## Work to complete
Retype the data below without altering anything.

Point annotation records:
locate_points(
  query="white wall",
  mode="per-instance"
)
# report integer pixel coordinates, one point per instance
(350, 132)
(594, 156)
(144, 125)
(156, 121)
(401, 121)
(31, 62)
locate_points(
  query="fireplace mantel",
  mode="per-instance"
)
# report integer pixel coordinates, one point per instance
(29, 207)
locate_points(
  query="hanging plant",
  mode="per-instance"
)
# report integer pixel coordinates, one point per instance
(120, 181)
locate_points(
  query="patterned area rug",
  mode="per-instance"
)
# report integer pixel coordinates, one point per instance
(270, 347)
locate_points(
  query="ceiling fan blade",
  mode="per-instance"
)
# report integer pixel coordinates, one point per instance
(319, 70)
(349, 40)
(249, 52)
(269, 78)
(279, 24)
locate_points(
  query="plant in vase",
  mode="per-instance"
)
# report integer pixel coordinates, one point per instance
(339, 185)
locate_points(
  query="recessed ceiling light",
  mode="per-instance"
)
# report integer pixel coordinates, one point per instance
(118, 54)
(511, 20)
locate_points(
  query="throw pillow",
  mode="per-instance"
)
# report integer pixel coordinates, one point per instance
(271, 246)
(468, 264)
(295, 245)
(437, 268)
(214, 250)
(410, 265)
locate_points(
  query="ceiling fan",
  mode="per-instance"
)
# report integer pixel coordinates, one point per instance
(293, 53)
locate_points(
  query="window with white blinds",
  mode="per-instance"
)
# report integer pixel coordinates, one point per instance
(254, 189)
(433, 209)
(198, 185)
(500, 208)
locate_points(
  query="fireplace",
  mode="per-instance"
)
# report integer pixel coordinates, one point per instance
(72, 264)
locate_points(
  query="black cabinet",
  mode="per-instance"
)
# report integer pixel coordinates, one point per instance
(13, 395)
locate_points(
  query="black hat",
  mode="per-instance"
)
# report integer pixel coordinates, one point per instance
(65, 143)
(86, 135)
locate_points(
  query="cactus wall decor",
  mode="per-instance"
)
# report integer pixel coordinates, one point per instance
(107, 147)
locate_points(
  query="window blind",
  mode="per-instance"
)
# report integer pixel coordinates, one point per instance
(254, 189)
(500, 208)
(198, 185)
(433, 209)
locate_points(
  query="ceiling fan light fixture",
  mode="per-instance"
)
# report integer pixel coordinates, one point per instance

## Full output
locate_points(
  query="white wall",
  mode="per-instance"
)
# report integer pixel coordinates, one point per instance
(350, 132)
(594, 156)
(144, 125)
(156, 121)
(401, 121)
(31, 62)
locate_points(
  query="fireplace mantel",
  mode="per-instance"
)
# report integer pixel coordinates, one point per instance
(29, 207)
locate_points(
  query="hanging plant",
  mode="per-instance"
)
# report integer pixel coordinates, one point per instance
(120, 181)
locate_points(
  query="patterned area rug",
  mode="per-instance"
)
# report integer pixel coordinates, one point per instance
(270, 347)
locate_points(
  query="ceiling fan blade",
  mode="per-instance"
)
# report integer pixel coordinates, one point per instance
(319, 70)
(349, 40)
(249, 52)
(269, 78)
(279, 24)
locate_points(
  query="plant in vase",
  mode="per-instance"
)
# report integer pixel coordinates, one point per instance
(339, 185)
locate_points(
  query="recessed ceiling light",
  mode="per-instance"
)
# report integer pixel coordinates, one point per instance
(118, 54)
(511, 20)
locate_points(
  query="throw pillow",
  mode="per-instance"
)
# report integer pixel coordinates, one point per instance
(271, 246)
(468, 264)
(295, 245)
(437, 268)
(214, 250)
(410, 265)
locate_points(
  query="ceiling fan",
  mode="per-instance"
)
# report integer pixel coordinates, one point per instance
(293, 53)
locate_points(
  query="window with white blinds",
  mode="per-instance"
)
# report integer pixel coordinates, one point per instance
(254, 189)
(433, 209)
(198, 185)
(500, 208)
locate_points(
  query="fireplace",
  mode="per-instance"
)
# report integer pixel coordinates, one point per instance
(72, 264)
locate_points(
  query="black cabinet",
  mode="per-instance"
)
# report integer pixel coordinates, one point per instance
(13, 395)
locate_points(
  query="black hat",
  mode="per-instance"
)
# report integer pixel coordinates, one point per instance
(65, 143)
(86, 135)
locate_points(
  query="cactus wall decor",
  mode="per-instance"
)
# report integer pixel coordinates, one point per instance
(107, 147)
locate_points(
  query="window blind",
  mode="per-instance"
)
# report integer pixel coordinates, one point per instance
(254, 189)
(500, 208)
(198, 185)
(433, 209)
locate_points(
  query="ceiling fan light fixture",
  mode="per-instance"
)
# report integer pixel coordinates, one point per instance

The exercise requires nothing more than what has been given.